Exercise details:
Print the records below exactly as they appear.

[Start of Listing]

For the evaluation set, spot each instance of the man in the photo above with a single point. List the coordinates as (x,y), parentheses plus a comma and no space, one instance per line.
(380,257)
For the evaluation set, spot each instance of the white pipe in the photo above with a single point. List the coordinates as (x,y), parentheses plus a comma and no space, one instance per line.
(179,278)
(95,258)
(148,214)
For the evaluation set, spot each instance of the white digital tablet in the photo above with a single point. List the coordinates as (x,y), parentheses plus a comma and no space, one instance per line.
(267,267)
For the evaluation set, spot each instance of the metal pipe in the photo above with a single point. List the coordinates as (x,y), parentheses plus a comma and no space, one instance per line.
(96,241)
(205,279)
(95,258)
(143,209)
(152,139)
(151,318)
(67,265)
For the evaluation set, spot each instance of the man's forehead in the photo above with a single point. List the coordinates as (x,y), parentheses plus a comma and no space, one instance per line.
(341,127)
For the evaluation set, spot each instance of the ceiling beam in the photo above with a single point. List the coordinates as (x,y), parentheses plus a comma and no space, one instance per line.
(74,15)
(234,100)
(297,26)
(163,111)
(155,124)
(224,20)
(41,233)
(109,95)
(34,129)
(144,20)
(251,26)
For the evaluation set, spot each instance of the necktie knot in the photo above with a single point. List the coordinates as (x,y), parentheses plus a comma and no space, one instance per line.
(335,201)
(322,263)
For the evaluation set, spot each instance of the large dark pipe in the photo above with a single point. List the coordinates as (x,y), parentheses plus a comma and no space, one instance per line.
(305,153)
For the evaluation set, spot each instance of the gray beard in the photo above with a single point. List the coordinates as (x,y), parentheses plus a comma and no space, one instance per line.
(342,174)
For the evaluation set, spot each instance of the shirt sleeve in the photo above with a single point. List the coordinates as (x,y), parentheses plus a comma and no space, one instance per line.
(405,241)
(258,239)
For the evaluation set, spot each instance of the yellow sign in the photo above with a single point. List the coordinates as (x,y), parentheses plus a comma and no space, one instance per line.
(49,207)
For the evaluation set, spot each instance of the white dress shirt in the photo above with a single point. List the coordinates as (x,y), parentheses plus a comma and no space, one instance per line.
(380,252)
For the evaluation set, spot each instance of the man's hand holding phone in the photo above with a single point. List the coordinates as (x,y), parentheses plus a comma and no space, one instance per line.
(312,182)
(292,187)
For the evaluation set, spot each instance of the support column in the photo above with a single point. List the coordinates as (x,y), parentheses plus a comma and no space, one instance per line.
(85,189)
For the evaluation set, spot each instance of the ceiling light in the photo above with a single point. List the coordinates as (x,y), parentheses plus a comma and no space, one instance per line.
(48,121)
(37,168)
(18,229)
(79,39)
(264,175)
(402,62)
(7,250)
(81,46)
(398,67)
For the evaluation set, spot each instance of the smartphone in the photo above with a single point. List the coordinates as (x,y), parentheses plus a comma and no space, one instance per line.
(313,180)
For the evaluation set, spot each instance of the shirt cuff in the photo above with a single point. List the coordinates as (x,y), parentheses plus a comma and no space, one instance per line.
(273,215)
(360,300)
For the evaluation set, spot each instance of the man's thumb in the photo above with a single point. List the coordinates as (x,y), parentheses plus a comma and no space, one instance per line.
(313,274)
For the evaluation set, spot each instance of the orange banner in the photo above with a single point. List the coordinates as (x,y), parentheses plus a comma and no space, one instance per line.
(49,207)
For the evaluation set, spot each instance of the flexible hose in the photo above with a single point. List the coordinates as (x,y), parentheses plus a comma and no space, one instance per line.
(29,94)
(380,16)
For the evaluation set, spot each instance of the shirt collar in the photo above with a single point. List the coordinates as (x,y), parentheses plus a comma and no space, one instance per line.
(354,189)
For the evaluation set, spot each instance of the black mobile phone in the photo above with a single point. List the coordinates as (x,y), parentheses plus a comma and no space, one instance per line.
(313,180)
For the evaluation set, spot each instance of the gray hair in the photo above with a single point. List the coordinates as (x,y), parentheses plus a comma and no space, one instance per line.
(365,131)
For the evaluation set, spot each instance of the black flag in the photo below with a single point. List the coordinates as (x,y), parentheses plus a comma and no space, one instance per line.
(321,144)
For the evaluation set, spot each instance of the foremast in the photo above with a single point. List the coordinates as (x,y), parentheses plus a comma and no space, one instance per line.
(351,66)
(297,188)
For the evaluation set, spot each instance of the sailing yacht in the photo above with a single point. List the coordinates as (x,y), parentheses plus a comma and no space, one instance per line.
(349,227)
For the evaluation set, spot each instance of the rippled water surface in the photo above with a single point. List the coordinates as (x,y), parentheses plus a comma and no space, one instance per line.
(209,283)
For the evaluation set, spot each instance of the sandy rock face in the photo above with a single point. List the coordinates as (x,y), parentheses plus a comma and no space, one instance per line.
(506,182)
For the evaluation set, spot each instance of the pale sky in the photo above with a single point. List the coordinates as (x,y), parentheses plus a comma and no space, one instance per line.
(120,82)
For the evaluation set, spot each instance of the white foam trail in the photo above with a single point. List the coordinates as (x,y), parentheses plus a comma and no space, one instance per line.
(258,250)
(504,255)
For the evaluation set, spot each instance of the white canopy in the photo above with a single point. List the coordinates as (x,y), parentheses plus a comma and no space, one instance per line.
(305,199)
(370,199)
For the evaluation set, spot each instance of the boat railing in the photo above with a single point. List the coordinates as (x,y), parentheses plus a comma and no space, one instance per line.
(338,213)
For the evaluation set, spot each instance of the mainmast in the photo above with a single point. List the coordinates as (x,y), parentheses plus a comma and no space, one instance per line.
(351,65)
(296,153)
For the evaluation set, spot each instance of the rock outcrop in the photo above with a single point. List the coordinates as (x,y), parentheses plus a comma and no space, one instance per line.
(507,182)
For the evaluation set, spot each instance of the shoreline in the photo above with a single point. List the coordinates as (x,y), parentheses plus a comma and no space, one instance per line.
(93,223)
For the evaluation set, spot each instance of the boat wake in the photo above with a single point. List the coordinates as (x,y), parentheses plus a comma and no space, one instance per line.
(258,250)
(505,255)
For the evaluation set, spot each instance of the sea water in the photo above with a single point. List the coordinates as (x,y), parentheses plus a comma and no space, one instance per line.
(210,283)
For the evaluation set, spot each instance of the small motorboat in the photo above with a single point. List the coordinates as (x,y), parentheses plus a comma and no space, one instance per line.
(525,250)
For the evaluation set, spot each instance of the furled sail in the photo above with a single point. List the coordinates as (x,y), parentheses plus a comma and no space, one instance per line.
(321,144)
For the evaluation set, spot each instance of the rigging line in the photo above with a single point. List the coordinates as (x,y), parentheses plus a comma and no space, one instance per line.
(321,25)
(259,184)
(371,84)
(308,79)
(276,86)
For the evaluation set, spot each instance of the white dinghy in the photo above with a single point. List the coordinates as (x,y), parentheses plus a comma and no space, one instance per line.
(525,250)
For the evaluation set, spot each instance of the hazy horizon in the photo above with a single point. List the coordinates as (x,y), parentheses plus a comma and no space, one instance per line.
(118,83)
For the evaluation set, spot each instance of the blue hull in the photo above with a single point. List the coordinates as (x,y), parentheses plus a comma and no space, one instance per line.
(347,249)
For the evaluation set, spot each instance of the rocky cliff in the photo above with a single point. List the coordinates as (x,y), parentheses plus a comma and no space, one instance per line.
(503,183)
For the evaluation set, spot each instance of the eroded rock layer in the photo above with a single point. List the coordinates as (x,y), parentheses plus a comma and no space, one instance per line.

[End of Listing]

Result of the task:
For the evaluation set, spot each instance of the man in the photo above with a single point. List the coordinates as (x,y), parentheses plus a comma and no space, one instance per line.
(380,257)
For the evaluation set, spot each instance of the white pipe in the photo above with a single point. List the coordinates as (x,y), parentheses plus a comma and no space, one instance per line.
(179,278)
(95,258)
(148,214)
For the evaluation set, spot each instance of the white digital tablet in the photo above with a single point. List the coordinates as (x,y), parentheses plus a comma and no space, one instance per line.
(267,267)
For the evaluation set, spot each instance of the metal pipe in the photo above with a single point. List the coordinates as (x,y), parentheses plus a comma and no space, one instance per line.
(96,241)
(205,279)
(95,258)
(143,209)
(152,139)
(151,318)
(67,265)
For the evaluation set, spot each instance of the man's forehead in the photo above with a single point. List the coordinates as (x,y), parentheses plus a comma and no space, one instance per line.
(341,127)
For the evaluation set, spot each instance of the ceiling beam in the photo above with a single point. List the coordinates as (x,y), parentheses plus a comma and no space, one instance per line.
(74,15)
(234,100)
(297,26)
(163,111)
(155,124)
(224,20)
(41,233)
(109,95)
(34,129)
(144,20)
(251,26)
For the evaluation set, spot each instance of the necktie knot in the photo above with a single point. List the coordinates as (x,y), parentheses plus a comma and no space, one instance per line.
(335,201)
(322,263)
For the evaluation set, spot each instance of the large dark pipe in the photo above with a single point. List the coordinates as (x,y), parentheses plus a comma and no space, one instance per line.
(305,153)
For the evaluation set, spot each instance of the gray beard in the photo above with a single point. List the coordinates as (x,y), parentheses plus a comma and no space, one instance per line.
(342,174)
For the evaluation set, spot each instance of the shirt sleeve in the photo above with a single point. List the coordinates as (x,y), parentheses plus a comma and no space, one instance per line.
(405,241)
(258,239)
For the evaluation set, spot each instance of the yellow sign in the photo above with a single point. List the coordinates as (x,y), parentheses plus a comma and no space, one instance per line.
(49,207)
For the evaluation set, spot each instance of the white dress shirt in the photo above with a single point. List the coordinates as (x,y), parentheses plus a comma and no space, one instance per line.
(380,252)
For the evaluation set, spot each instance of the man's hand holding phone in the photo above with a single point. List the coordinates as (x,y), parentheses plus a comma and no space, one instance per line.
(312,182)
(292,187)
For the evaluation set, spot each instance of the support column in the photo above with a single point. List the coordinates as (x,y), parentheses plus a comma and no space, one instance per line.
(85,189)
For the evaluation set, spot each instance of the ceiling light in the photo above with a single point. List the coordinates as (x,y), parentheses plus a comma and no space, one instance per line.
(48,121)
(37,168)
(18,229)
(79,39)
(264,175)
(402,62)
(7,250)
(81,46)
(398,67)
For the evaluation set, spot each instance of the smartphone in the photo above with a single point. List the coordinates as (x,y), parentheses plus a comma and no space, one instance per line.
(313,180)
For the evaluation set, spot each instance of the shirt cuff in the photo above with a single point. List the coordinates as (x,y), parentheses plus a comma and no space, one instance per line.
(273,215)
(360,300)
For the evaluation set, spot each instance of the man's thumb in the photo above with a single point. List the coordinates as (x,y), parentheses plus a comma and no space, one instance per line.
(313,274)
For the evaluation set, spot each instance of the orange banner in the photo above with a single point. List the coordinates as (x,y), parentheses plus a comma and no space, one instance per line.
(49,207)
For the evaluation set, spot each instance of the flexible hose in the photo above with a single point. List the coordinates as (x,y), parentheses plus a comma and no space, one instance per line.
(29,94)
(380,16)
For the evaluation set, spot each instance of the shirt collar in the photo above with a single point. List the coordinates as (x,y), parentheses plus a comma and no space, one instance per line.
(354,189)
For the evaluation set, spot each instance of the black mobile phone in the photo above with a single point. List the coordinates as (x,y), parentheses plus a comma and no space, one instance per line.
(313,180)
For the evaluation set, spot each instance of the gray hair in the photo above with a single point. List the coordinates as (x,y), parentheses plus a comma and no space, one instance per line.
(365,131)
For the evaluation set, spot each instance of the black flag in the photo below with a single point. List the coordinates as (x,y), parentheses plus a comma and no space, one instance per line.
(321,144)
For the evaluation set, spot each instance of the foremast in the photo above with a single point. List the coordinates as (x,y), parentheses plus a comma and no space, one instance per line.
(351,66)
(297,188)
For the evaluation set, spot each instance of the sailing yacht in the photo above with a single point. List the coordinates as (x,y), parentheses plus a comma and no space, one instance per line.
(349,227)
For the evaluation set, spot each instance of the rippled water surface in the photo above with a single point. List the coordinates as (x,y), parentheses plus a comma and no space, one instance per line.
(209,283)
For the evaluation set, spot each instance of the sandy rock face in the photo above with a single point. List the coordinates as (x,y), parentheses plus a comma and no space, one instance per line.
(506,182)
For the evaluation set, spot each instance of the pale sky in the photo above with a single point. List the coordinates as (x,y), parentheses plus a comma and no space, one instance per line.
(120,82)
For the evaluation set, spot each instance of the white foam trail in the photo above with a single point. List the coordinates as (x,y), parentheses plus a comma and no space, one instance per line.
(258,250)
(504,255)
For the evaluation set, spot each instance of the white canopy in the photo above with a single point. List the coordinates as (x,y), parentheses plus a comma and no space, one instance per line.
(305,199)
(370,199)
For the evaluation set, spot each instance of the boat railing in the photo above with a single point. List the coordinates as (x,y), parentheses plus a comma and no space, one instance per line.
(338,213)
For the evaluation set, spot each instance of the mainmast in the photo above with a single point. List the coordinates as (x,y), parentheses plus a comma and no space, one instance per line.
(351,65)
(296,153)
For the evaluation set, spot each instance of the rock outcrop in the photo above with a single point. List the coordinates as (x,y), parentheses plus a comma and no space, one instance per line.
(507,182)
For the evaluation set, spot each instance of the shoreline in the photo above with a single point. List the coordinates as (x,y), parentheses plus a comma and no space, one instance per line.
(93,223)
For the evaluation set, spot each instance of the boat wake in the photo above with a single point. List the coordinates as (x,y), parentheses plus a comma and no space, one instance per line.
(258,250)
(505,255)
For the evaluation set, spot each instance of the sea water in the photo above with a single point. List the coordinates as (x,y), parentheses plus a comma and no space, one instance per line.
(210,283)
For the evaluation set, spot each instance of the small motorboat in the photo above with a single point. List the coordinates as (x,y), parentheses plus a comma and no space, one instance per line.
(525,250)
For the evaluation set, spot each instance of the furled sail in the photo above with a single point. List the coordinates as (x,y), parentheses plus a comma and no space, one instance per line.
(321,144)
For the evaluation set, spot each instance of the rigging line in the photo above with a single point. List the coordinates as (x,y), parentheses plus a comma and no space, one instance per line.
(321,25)
(259,184)
(371,84)
(308,79)
(276,86)
For the evaluation set, spot each instance of the white dinghy in the photo above with a single point. List the coordinates as (x,y), parentheses plus a comma and no space, one instance per line.
(525,250)
For the evaluation set, spot each instance of the hazy horizon in the photo above with a single point. List the coordinates as (x,y), parentheses plus a comma and no space, one instance per line.
(118,83)
For the evaluation set, spot each instance of the blue hull in the photo above with a single point. List the coordinates as (x,y), parentheses plus a comma and no space, one instance per line.
(347,249)
For the evaluation set, spot each instance of the rocky cliff in the photo above with a single point. List the coordinates as (x,y), parentheses plus a comma and no space, one instance per line.
(503,183)
For the evaluation set, spot each instance of the eroded rock layer in the photo above with a single point. List the coordinates as (x,y), parentheses plus a comma and no space, one instance per line.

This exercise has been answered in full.